===== Data shown

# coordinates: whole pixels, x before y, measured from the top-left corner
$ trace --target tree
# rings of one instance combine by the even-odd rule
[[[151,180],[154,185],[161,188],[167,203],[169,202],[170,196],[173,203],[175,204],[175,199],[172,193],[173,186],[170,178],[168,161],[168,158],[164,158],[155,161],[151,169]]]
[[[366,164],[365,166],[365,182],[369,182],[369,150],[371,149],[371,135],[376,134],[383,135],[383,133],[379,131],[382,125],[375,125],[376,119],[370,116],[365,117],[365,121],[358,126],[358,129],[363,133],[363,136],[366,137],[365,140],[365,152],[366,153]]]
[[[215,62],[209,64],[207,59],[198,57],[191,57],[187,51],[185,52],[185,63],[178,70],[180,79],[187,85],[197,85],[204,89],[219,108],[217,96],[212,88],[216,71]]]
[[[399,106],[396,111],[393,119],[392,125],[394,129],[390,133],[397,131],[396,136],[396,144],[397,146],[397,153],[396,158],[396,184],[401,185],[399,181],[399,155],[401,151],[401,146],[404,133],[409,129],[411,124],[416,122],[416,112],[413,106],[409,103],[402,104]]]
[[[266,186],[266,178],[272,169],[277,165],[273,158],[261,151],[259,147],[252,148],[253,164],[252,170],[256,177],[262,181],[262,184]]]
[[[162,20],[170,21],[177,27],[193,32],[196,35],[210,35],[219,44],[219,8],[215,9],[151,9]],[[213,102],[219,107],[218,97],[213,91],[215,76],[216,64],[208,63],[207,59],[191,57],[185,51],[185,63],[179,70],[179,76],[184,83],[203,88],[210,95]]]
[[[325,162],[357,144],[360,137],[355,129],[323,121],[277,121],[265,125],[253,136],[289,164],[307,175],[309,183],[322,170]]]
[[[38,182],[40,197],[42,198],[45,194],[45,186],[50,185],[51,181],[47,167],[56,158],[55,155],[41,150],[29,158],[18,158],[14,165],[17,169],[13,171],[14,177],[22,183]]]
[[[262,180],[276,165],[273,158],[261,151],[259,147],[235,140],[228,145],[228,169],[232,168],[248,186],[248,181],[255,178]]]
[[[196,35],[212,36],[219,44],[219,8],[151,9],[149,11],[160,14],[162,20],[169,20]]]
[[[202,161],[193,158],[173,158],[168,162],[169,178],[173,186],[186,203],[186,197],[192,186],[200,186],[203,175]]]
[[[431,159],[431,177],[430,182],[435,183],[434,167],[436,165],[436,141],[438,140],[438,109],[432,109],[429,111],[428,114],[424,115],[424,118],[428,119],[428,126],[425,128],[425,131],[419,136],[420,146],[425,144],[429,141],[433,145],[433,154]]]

==========

Description of the task: Reproduce the listing shown above in its entirety, exactly.

Response below:
# coordinates: whole pixels, x before y, measured from the top-left corner
$ trace --target tree
# rings of one instance combine by the even-odd rule
[[[151,180],[154,185],[161,188],[167,203],[169,202],[170,196],[173,203],[175,204],[175,199],[172,193],[173,186],[170,178],[168,161],[168,158],[164,158],[155,161],[151,169]]]
[[[366,164],[365,166],[365,182],[369,182],[369,150],[371,149],[371,135],[376,134],[383,135],[383,133],[379,131],[382,125],[375,125],[376,119],[370,116],[365,117],[365,121],[358,126],[358,129],[363,133],[363,136],[366,137],[365,140],[365,152],[366,153]]]
[[[215,62],[209,64],[207,59],[198,57],[191,57],[187,51],[185,52],[185,63],[178,70],[180,79],[187,85],[197,85],[204,89],[219,108],[217,96],[212,88],[216,71]]]
[[[399,106],[396,111],[393,119],[392,125],[394,129],[390,133],[397,131],[396,136],[396,144],[397,146],[397,153],[396,158],[396,184],[401,185],[399,181],[399,155],[401,151],[401,146],[404,133],[409,129],[411,124],[416,122],[416,112],[413,106],[409,103],[402,104]]]
[[[266,186],[266,178],[272,169],[277,165],[273,158],[261,151],[259,147],[252,148],[253,164],[252,170],[256,177],[262,181],[262,184]]]
[[[162,20],[170,21],[177,27],[193,32],[196,35],[210,35],[219,44],[219,8],[215,9],[151,9]],[[213,102],[219,107],[218,97],[213,91],[215,76],[216,64],[208,63],[207,59],[191,57],[185,51],[185,63],[179,70],[179,76],[184,83],[203,88],[210,95]]]
[[[325,162],[357,144],[360,137],[355,129],[323,121],[277,121],[265,125],[253,136],[289,164],[307,175],[309,183],[322,170]]]
[[[38,182],[40,197],[42,198],[45,194],[45,186],[50,185],[51,181],[47,167],[56,158],[55,155],[41,150],[29,158],[18,158],[14,165],[17,169],[13,171],[14,177],[22,183]]]
[[[262,180],[276,165],[273,158],[261,151],[259,147],[235,140],[228,145],[228,169],[232,168],[248,186],[248,181],[255,178]]]
[[[196,35],[212,36],[219,44],[219,8],[151,9],[149,11],[160,14],[162,20],[169,20]]]
[[[202,161],[193,158],[173,158],[168,162],[169,178],[173,186],[186,203],[186,197],[192,186],[200,186],[203,175]]]
[[[431,159],[431,177],[430,182],[435,183],[434,167],[436,165],[436,141],[438,140],[438,109],[432,109],[429,111],[428,114],[424,115],[424,118],[428,119],[428,126],[425,128],[425,131],[419,136],[420,146],[425,144],[429,141],[433,145],[433,154]]]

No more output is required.